### BRIEF
Identify each line in the records below that contains the word "white", and copy those lines. Only matches with the same case count.

### DATA PROVIDED
========================

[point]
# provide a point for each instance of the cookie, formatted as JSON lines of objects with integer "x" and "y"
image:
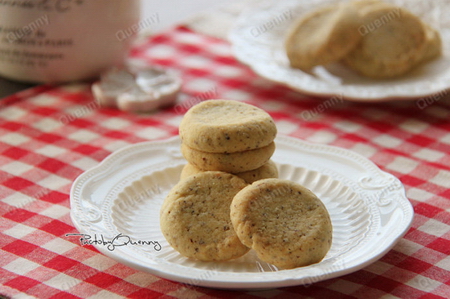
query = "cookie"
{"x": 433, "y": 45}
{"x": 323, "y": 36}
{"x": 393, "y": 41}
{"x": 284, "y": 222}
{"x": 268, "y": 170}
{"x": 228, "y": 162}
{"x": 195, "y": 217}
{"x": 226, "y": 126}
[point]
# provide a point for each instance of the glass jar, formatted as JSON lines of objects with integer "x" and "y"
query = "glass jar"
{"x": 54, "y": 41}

========================

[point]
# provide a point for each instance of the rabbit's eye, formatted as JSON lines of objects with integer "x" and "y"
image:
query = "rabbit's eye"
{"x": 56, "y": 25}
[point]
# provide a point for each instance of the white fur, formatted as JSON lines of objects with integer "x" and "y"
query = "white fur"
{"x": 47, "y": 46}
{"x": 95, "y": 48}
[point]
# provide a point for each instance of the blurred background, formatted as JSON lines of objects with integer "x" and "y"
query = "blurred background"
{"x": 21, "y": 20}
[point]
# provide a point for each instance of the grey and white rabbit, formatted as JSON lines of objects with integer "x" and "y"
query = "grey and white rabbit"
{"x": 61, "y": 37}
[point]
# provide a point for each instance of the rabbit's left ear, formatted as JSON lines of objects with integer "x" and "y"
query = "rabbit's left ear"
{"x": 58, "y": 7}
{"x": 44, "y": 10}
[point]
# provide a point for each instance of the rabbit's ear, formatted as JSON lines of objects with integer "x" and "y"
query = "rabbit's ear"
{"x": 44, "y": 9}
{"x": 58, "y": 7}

========================

### THE ANSWER
# provide a point for each instance of the white fur, formatted as JSON lines of objects with integer "x" and "y"
query = "white fur"
# provide a point for each instance of the grey and white rabbit, formatted as JSON lines of objects with integer "x" and "y"
query = "grey and white rabbit"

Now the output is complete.